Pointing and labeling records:
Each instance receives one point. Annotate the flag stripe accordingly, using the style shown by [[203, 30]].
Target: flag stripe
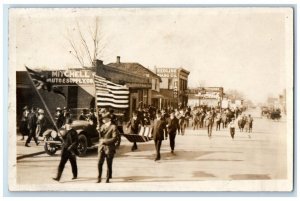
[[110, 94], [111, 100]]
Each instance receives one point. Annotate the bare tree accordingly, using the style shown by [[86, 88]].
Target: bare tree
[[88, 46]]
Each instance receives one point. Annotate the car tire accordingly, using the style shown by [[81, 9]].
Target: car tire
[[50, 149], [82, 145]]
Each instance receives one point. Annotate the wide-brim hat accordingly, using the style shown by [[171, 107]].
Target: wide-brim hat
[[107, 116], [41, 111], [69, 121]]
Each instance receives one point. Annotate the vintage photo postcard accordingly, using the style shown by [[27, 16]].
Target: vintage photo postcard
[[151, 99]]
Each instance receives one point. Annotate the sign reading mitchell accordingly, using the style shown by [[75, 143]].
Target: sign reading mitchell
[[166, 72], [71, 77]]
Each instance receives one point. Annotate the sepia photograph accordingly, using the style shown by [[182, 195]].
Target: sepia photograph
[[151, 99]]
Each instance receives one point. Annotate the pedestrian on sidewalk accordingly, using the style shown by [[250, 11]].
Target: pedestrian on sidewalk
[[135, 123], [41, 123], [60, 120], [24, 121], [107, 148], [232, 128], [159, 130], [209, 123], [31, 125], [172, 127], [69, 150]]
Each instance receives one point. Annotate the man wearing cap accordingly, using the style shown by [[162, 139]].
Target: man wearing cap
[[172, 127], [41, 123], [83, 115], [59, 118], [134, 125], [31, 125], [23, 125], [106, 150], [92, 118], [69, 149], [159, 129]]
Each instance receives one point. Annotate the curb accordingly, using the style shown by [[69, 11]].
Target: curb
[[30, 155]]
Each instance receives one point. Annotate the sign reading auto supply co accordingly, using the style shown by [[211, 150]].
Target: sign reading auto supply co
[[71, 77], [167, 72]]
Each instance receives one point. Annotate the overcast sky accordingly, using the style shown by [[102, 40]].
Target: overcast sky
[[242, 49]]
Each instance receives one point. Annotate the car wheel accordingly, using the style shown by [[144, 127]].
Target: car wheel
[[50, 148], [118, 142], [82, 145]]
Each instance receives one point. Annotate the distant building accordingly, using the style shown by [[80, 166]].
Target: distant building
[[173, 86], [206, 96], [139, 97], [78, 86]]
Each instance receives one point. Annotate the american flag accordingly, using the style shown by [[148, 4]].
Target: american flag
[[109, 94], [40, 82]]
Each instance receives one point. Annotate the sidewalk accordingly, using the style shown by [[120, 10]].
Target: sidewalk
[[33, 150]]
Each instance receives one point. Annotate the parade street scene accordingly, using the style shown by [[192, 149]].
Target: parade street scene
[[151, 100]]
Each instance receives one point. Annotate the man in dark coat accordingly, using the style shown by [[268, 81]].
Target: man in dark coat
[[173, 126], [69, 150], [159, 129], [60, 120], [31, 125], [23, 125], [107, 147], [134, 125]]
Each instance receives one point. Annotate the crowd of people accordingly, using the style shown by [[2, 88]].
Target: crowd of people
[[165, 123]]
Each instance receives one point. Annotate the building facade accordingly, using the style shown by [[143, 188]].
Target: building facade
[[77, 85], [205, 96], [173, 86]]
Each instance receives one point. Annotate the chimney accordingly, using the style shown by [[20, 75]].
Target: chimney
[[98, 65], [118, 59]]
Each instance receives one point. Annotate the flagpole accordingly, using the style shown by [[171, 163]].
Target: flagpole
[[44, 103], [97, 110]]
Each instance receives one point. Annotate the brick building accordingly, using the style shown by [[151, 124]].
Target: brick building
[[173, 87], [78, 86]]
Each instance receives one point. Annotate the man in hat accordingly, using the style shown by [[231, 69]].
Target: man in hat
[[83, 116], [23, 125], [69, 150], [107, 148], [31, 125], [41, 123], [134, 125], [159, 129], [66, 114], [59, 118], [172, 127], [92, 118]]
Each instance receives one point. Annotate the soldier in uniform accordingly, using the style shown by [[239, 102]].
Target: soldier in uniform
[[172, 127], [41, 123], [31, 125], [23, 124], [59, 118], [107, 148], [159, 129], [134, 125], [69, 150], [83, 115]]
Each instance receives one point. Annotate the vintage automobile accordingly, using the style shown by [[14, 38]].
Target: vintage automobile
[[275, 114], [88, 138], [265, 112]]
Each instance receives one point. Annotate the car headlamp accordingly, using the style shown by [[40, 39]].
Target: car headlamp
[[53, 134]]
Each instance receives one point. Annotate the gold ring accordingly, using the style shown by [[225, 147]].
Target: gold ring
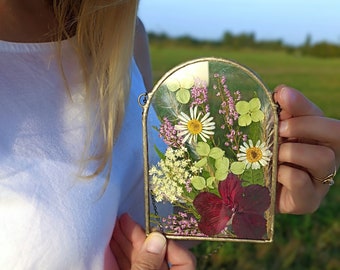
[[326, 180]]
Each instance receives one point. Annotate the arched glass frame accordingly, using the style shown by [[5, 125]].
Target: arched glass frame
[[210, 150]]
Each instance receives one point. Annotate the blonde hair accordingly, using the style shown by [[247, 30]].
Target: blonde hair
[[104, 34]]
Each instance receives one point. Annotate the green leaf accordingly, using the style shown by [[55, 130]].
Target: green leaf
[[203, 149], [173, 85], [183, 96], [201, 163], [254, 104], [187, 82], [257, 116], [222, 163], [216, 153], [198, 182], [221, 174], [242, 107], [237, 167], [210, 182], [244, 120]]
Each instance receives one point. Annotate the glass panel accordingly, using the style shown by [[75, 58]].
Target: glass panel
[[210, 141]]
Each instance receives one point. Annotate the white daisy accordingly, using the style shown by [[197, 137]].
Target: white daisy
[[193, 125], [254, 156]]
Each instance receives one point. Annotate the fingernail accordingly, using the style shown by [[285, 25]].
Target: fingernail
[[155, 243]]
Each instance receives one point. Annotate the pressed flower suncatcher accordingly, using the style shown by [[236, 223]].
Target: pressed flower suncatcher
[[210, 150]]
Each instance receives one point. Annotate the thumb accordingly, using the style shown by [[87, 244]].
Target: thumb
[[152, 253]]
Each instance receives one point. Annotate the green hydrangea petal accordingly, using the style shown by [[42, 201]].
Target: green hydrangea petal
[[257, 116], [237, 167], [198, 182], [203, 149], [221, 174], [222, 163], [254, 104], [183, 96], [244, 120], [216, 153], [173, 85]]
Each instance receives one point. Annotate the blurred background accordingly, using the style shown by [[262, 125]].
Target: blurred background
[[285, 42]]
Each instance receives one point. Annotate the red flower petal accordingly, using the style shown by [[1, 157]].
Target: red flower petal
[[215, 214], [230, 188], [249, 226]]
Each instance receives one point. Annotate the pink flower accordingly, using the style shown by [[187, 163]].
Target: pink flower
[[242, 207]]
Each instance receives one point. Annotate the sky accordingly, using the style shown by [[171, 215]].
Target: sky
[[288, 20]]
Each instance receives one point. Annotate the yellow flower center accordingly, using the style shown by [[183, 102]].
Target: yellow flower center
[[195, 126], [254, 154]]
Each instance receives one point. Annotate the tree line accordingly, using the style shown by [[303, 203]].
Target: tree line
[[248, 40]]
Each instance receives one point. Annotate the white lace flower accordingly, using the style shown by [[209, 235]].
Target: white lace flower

Exercise: Please rewrite all of the records above, swapping "Annotate" for "Mark" and keeping everything else the same. Leave the pictures out of your answer.

Result for this task:
Each instance receives one point. Mark the flag stripe accordingly, using the style shown by [[203, 30]].
Target: flag stripe
[[110, 94], [111, 100]]
Each instance receives one point. Mark the bare tree accordingly, using the style shown by [[86, 88]].
Target: bare tree
[[88, 46]]
Each instance receives one point. Mark the car tire accordingly, using the style shown by [[81, 9]].
Target: car tire
[[50, 149], [82, 145]]
Each instance receives one point. Mark the wide-brim hat accordingly, using the style shown by [[171, 107]].
Target: wide-brim hat
[[107, 116], [41, 111], [69, 121]]
Each instance receives one point. Mark the vintage photo postcard accordingly, using the style shown by [[27, 16]].
Target: vintage photo postcard
[[151, 99]]
Each instance receives one point. Mark the sign reading mitchell accordingly, using the style shown by [[75, 143]].
Target: sign reading mitchell
[[166, 72], [71, 77]]
Each instance receives one point. Mark the sepia photograph accordingly, using the style shown by [[182, 195]].
Target: sepia photograph
[[151, 99]]
Each instance receives one point. Mark the pedestrian on sidewalk accordingly, using the style shown by [[250, 11]].
Target: pedestrian on sidewalk
[[135, 123], [41, 123], [60, 120], [24, 121], [107, 148], [232, 128], [159, 130], [209, 123], [31, 125], [172, 127], [69, 150]]
Each instance receives one point. Mark the man wearing cap accordingly, using the style shown by [[162, 139]].
Target: man wearing cap
[[172, 127], [41, 123], [83, 115], [59, 118], [134, 125], [31, 125], [23, 125], [106, 150], [92, 118], [69, 149], [159, 129]]
Each instance receives one point. Mark the curb accordingly, using the style shown by [[69, 11]].
Target: curb
[[30, 155]]
Each instance receives one point. Mark the sign reading auto supply co accordingly, using the style shown by [[211, 150]].
Target: sign reading auto supply co
[[71, 77], [167, 72]]
Each instance receives one point. Mark the overcast sky accordingly, using the style shown by [[102, 40]].
Target: overcast sky
[[242, 49]]
Each instance receives one point. Mark the car wheel accordingly, using the style shown by [[144, 127]].
Target: car wheel
[[50, 148], [118, 142], [82, 145]]
Each instance receives one point. Mark the distant building accordingly, using the style shown by [[80, 166]].
Target: distant building
[[173, 86], [206, 96], [139, 97], [78, 86]]
Each instance receives one point. Mark the american flag accordingly, using the style shown by [[148, 4]].
Target: american flag
[[109, 94], [40, 82]]
Each instance receives one point. Mark the sidewalk accordingly, using the style shown by [[120, 10]].
Target: sidewalk
[[33, 150]]
Each instance receives one point. Mark the parade street scene accordingly, using the style shown by [[192, 149]].
Target: parade street scene
[[151, 100]]
Each instance receives one point. Mark the man in dark coat accordingly, using the style shown by [[268, 81]].
Target: man in dark coat
[[173, 126], [69, 150], [159, 129], [60, 120], [31, 125], [23, 125], [107, 147], [134, 125]]
Each instance receives one point. Mark the crowd of people accordingly, using the style shown by [[2, 88]].
Target: crowd of people
[[165, 123]]
Each instance receives one point. Mark the building facade accordingly, using the style shown by [[143, 188]].
Target: building facade
[[77, 85], [205, 96], [173, 86]]
Each instance receives one point. Mark the chimney accordingly, using the style shown by [[20, 75]].
Target: chimney
[[98, 65], [118, 59]]
Each instance receives one point. Mark the flagpole accordingly, using the style shown by [[171, 163]].
Target: flagpole
[[44, 103], [97, 110]]
Each instance receives one point. Mark the brick building accordingly, using the style shown by [[151, 124]].
Target: brick building
[[173, 87], [78, 86]]
Each instance receives one point. Mark the man in hat accordingly, using the style shown by [[231, 69]].
Target: man in hat
[[83, 116], [23, 125], [69, 150], [107, 148], [31, 125], [41, 123], [134, 125], [159, 129], [66, 114], [59, 118], [172, 127], [92, 118]]
Each instance receives one point. Mark the soldier in uniform accordingly, using the style shown by [[239, 102]].
Target: soldier in uniform
[[172, 127], [41, 123], [31, 125], [23, 124], [59, 118], [107, 148], [159, 129], [134, 125], [69, 150], [83, 115]]
Each instance receives one point. Mark the vintage automobile accordingly, using the style shown by [[14, 38]].
Target: vintage automobile
[[275, 114], [88, 138], [265, 112]]
Each instance receives one point. Mark the car headlamp accordingly, using the style shown by [[40, 39]].
Target: car headlamp
[[53, 134]]
Each instance receives one point. Mark the gold ring accordingly, using the style shown by [[225, 147]].
Target: gold ring
[[326, 180]]
Each instance receives one point. Mark the arched glass frame accordingly, using the style shown by [[5, 125]].
Target: arched glass frame
[[210, 150]]
Each instance receives one point. Mark the blonde hair accordingly, using the style shown by [[247, 30]].
Target: blonde hair
[[104, 34]]
Each instance receives one point. Mark the green leaf accordingly, using the style shown by [[55, 130]].
Target: green leaf
[[203, 149], [173, 85], [183, 96], [201, 163], [254, 104], [187, 82], [257, 116], [222, 163], [216, 153], [198, 182], [221, 174], [242, 107], [237, 167], [210, 182], [244, 120]]
Each instance receives one point. Mark the glass panel accordingly, using the style shown by [[75, 58]].
Target: glass panel
[[210, 141]]
Each instance receives one point. Mark the white daisy accordingly, using the style shown by [[197, 137]].
Target: white daisy
[[193, 125], [254, 156]]
Each instance receives one point. Mark the fingernail accordingly, using the style shown by [[285, 25]].
Target: fingernail
[[155, 243]]
Each instance receives one point. Mark the pressed flower suncatcher accordingly, using the style shown by [[236, 223]].
Target: pressed flower suncatcher
[[210, 150]]
Each instance receives one point. Mark the thumb accordingly, using the style shown by [[87, 244]].
Target: thumb
[[152, 253]]
Each instance receives one point. Mark the green hydrangea petal accordingly, using the style shown by [[42, 201]].
Target: green hydrangea petal
[[257, 116], [237, 167], [198, 182], [203, 149], [221, 174], [222, 163], [254, 104], [183, 96], [244, 120], [216, 153], [173, 85]]
Each instance receives one point. Mark the blurred background accordingly, using the style shown by [[262, 125]].
Target: blurred background
[[285, 42]]
Each instance receives one point. Mark the red flower petal accordingly, using the style shown by [[1, 157]].
Target: red flower petal
[[215, 214], [230, 188], [249, 226]]
Each instance receives one point. Mark the pink flower accordingly, using the style shown by [[187, 163]].
Target: pink flower
[[242, 207]]
Each instance receives one point. Mark the sky accordingly, using the style shown by [[171, 215]].
Target: sky
[[288, 20]]
Each instance receives one point. Mark the yellow flower center accordingly, using the style shown by [[183, 102]].
Target: yellow flower center
[[195, 126], [254, 154]]
Each instance receives one point. Mark the tree line accordingly, using the style shown by [[303, 203]].
Target: tree line
[[248, 40]]
Each instance receives one point. Mark the white lace flower accordingly, using the style shown by [[209, 235]].
Target: white lace flower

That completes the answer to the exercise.